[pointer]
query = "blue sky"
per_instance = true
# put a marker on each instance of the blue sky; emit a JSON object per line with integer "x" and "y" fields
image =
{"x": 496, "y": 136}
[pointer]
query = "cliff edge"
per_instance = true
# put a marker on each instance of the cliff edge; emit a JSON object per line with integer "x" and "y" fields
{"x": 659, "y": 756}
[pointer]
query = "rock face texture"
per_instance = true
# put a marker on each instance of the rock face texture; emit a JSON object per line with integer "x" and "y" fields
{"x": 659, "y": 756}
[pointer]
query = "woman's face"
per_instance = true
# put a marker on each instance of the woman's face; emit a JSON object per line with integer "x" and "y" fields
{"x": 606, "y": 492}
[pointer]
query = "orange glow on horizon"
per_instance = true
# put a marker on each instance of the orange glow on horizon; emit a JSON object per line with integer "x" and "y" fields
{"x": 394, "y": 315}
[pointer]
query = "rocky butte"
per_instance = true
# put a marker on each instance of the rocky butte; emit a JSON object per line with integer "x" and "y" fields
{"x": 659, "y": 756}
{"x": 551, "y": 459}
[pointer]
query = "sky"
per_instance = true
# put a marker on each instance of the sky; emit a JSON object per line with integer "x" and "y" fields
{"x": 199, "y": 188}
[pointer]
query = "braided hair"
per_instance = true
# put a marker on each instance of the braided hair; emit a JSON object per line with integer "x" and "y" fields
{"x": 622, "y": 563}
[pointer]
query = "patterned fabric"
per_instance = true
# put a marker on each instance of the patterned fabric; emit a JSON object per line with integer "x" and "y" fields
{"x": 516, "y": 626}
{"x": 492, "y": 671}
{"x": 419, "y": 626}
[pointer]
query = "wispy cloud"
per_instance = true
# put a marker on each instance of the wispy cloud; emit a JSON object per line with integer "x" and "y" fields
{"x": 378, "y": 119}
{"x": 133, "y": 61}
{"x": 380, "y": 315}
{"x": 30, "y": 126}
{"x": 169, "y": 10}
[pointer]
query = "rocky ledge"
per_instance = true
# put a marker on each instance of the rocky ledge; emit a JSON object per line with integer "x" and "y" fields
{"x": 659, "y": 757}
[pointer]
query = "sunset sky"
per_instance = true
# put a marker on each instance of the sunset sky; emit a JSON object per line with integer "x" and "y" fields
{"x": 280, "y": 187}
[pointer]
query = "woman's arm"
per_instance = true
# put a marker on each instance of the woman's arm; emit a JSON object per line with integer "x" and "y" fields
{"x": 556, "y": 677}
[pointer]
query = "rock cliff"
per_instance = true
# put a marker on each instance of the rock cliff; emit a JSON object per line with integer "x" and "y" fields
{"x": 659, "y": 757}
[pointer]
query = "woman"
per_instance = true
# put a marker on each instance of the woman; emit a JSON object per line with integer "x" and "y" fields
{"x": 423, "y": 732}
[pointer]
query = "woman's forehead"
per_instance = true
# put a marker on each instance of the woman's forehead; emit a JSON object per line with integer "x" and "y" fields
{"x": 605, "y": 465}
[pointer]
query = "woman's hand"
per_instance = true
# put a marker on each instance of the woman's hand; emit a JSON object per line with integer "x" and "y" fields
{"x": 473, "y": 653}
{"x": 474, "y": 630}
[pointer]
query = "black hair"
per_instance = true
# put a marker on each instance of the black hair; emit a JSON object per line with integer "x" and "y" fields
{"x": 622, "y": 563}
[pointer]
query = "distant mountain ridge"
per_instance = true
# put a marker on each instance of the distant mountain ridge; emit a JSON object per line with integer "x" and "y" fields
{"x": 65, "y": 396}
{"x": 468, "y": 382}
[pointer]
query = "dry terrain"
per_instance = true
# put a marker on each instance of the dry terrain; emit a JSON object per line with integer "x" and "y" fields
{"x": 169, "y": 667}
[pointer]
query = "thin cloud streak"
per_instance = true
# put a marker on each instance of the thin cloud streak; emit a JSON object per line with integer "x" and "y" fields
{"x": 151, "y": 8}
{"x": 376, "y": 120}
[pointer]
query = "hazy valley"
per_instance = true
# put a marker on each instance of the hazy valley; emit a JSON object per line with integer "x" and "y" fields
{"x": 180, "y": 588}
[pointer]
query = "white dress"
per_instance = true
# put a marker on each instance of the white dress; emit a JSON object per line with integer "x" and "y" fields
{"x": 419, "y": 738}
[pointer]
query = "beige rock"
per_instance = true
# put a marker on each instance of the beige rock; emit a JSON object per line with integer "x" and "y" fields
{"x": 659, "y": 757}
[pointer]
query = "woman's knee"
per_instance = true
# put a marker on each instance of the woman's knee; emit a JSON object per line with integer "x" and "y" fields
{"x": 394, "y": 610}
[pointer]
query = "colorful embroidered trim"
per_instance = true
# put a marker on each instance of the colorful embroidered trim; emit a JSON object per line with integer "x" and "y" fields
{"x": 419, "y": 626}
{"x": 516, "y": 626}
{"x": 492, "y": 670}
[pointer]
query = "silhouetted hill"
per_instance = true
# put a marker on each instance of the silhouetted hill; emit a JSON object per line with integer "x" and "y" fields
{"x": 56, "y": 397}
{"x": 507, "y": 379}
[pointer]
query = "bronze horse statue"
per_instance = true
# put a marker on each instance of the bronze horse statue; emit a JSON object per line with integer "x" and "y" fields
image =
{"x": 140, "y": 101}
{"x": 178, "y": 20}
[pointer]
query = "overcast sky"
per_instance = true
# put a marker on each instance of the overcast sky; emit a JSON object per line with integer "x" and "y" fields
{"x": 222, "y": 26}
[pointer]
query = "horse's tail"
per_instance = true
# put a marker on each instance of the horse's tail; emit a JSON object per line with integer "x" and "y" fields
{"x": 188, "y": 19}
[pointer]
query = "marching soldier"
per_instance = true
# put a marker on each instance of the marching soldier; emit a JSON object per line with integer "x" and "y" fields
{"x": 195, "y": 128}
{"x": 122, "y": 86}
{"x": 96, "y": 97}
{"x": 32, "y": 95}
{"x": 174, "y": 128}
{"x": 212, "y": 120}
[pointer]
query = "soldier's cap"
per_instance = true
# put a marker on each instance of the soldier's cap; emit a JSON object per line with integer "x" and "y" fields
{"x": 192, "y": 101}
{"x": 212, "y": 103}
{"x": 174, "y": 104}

***

* Exercise brief: Would you print each line of the listing again, unaltered?

* Task result:
[pointer]
query = "blue sky"
per_instance = true
# put a marker on each instance of the blue sky; emit a JSON object per line with integer "x" and "y" fields
image =
{"x": 496, "y": 136}
[pointer]
query = "cliff edge"
per_instance = true
# put a marker on each instance of the cliff edge; emit a JSON object per line with integer "x" and "y" fields
{"x": 659, "y": 756}
[pointer]
query = "rock face texture"
per_instance = true
# put a marker on each instance of the rock face texture; emit a JSON object per line with integer "x" and "y" fields
{"x": 659, "y": 756}
[pointer]
query = "woman's face"
per_instance = true
# put a marker on each instance of the woman's face; emit a JSON object per line with integer "x" and "y" fields
{"x": 606, "y": 492}
[pointer]
query = "orange glow on horizon"
per_instance = true
# put a marker on each instance of the orange glow on horizon; emit a JSON object per line with integer "x" and "y" fields
{"x": 394, "y": 315}
[pointer]
query = "rocky butte"
per_instance = true
# put a marker on each instance of the rocky butte; emit a JSON object per line with integer "x" and "y" fields
{"x": 659, "y": 756}
{"x": 551, "y": 459}
[pointer]
query = "sky"
per_instance = true
# put a marker on each instance of the sky; emit a JSON object per line with integer "x" and "y" fields
{"x": 199, "y": 188}
[pointer]
query = "braided hair"
per_instance = true
# put a marker on each instance of the braided hair; emit a JSON object per line with integer "x" and "y" fields
{"x": 622, "y": 563}
[pointer]
query = "patterned fabric"
per_instance = true
# put a marker on each instance of the patterned fabric; emit a JSON object per line with integer "x" and "y" fields
{"x": 516, "y": 626}
{"x": 492, "y": 671}
{"x": 419, "y": 626}
[pointer]
query = "wispy cloud"
per_instance = true
# put a marker on each instance of the wispy cloud; emit a JSON object per line with integer "x" and "y" fields
{"x": 378, "y": 119}
{"x": 133, "y": 61}
{"x": 380, "y": 315}
{"x": 30, "y": 126}
{"x": 169, "y": 10}
[pointer]
query = "rocky ledge"
per_instance = true
# put a marker on each instance of the rocky ledge; emit a JSON object per line with integer "x" and "y" fields
{"x": 659, "y": 757}
[pointer]
query = "sunset sky"
per_instance = true
# put a marker on each instance of the sunset sky; emit a JSON object per line with integer "x" and "y" fields
{"x": 280, "y": 187}
[pointer]
query = "woman's arm"
per_instance = true
# put a marker on each instance of the woman's arm; emit a JSON object per line with integer "x" and "y" fields
{"x": 556, "y": 677}
[pointer]
query = "rock cliff"
per_instance = true
# put a marker on each instance of the rock cliff; emit a JSON object per line with integer "x" and "y" fields
{"x": 659, "y": 757}
[pointer]
query = "woman"
per_instance = true
# put a marker on each instance of the woman; emit a JSON object per line with integer "x" and "y" fields
{"x": 423, "y": 732}
[pointer]
query = "woman's forehead"
per_instance = true
# put a marker on each instance of the woman's forehead; emit a JSON object per line with integer "x" and "y" fields
{"x": 605, "y": 465}
[pointer]
query = "woman's hand"
per_instance = true
# put a marker on each instance of the woman's hand; emit a JSON object per line with integer "x" and "y" fields
{"x": 473, "y": 653}
{"x": 474, "y": 630}
[pointer]
query = "black hair"
per_instance = true
# put a marker on each instance of the black hair; emit a JSON object per line with integer "x" and "y" fields
{"x": 622, "y": 563}
[pointer]
query = "distant mountain ridge"
per_instance = true
# put a marker on each instance of the distant mountain ridge; emit a JSON object per line with integer "x" and "y" fields
{"x": 65, "y": 396}
{"x": 468, "y": 382}
[pointer]
query = "dry terrain"
per_instance = true
# put a marker on each instance of the dry terrain; emit a JSON object per line with integer "x" and "y" fields
{"x": 169, "y": 667}
[pointer]
query = "thin cloud streak"
per_instance = true
# put a marker on each instance of the thin cloud streak; emit a JSON object per line with integer "x" and "y" fields
{"x": 151, "y": 8}
{"x": 376, "y": 120}
[pointer]
query = "hazy valley"
per_instance = true
# put a marker on each instance of the hazy valley; emit a JSON object per line with integer "x" and "y" fields
{"x": 180, "y": 588}
[pointer]
query = "white dress"
per_instance = true
# put a marker on each instance of the white dress; emit a JSON object per line with integer "x" and "y" fields
{"x": 419, "y": 738}
[pointer]
query = "beige rock"
per_instance = true
# put a marker on each instance of the beige rock; emit a JSON object per line with integer "x" and "y" fields
{"x": 659, "y": 757}
[pointer]
query = "woman's knee"
per_instance = true
# put a marker on each instance of the woman's knee; emit a JSON object per line with integer "x" and "y" fields
{"x": 394, "y": 610}
[pointer]
query = "colorful embroidered trim"
per_instance = true
# put a marker on each instance of the colorful embroidered trim; emit a JSON object per line with integer "x" and "y" fields
{"x": 419, "y": 626}
{"x": 516, "y": 626}
{"x": 492, "y": 670}
[pointer]
query = "silhouetted hill"
per_instance = true
# put a marker on each instance of the silhouetted hill; emit a JSON object per line with integer "x" and "y" fields
{"x": 56, "y": 397}
{"x": 507, "y": 379}
[pointer]
query = "bronze horse statue"
per_instance = true
# put a marker on each instance of the bronze horse statue; emit a JSON object per line with integer "x" and "y" fields
image =
{"x": 140, "y": 101}
{"x": 178, "y": 20}
[pointer]
query = "overcast sky"
per_instance = true
# put a marker on each instance of the overcast sky; emit a JSON object per line with integer "x" and "y" fields
{"x": 222, "y": 26}
[pointer]
query = "horse's tail"
per_instance = true
# put a marker on each instance of the horse's tail; emit a JSON object per line with integer "x" and "y" fields
{"x": 188, "y": 19}
[pointer]
query = "marching soldier"
per_instance = true
# put a marker on each instance of the marching soldier; emit a JSON object per line with integer "x" and "y" fields
{"x": 195, "y": 128}
{"x": 122, "y": 86}
{"x": 96, "y": 97}
{"x": 32, "y": 95}
{"x": 174, "y": 128}
{"x": 212, "y": 120}
[pointer]
query = "soldier's cap"
per_instance = true
# put a marker on each instance of the soldier's cap; emit a JSON object per line with integer "x" and "y" fields
{"x": 192, "y": 101}
{"x": 212, "y": 103}
{"x": 174, "y": 104}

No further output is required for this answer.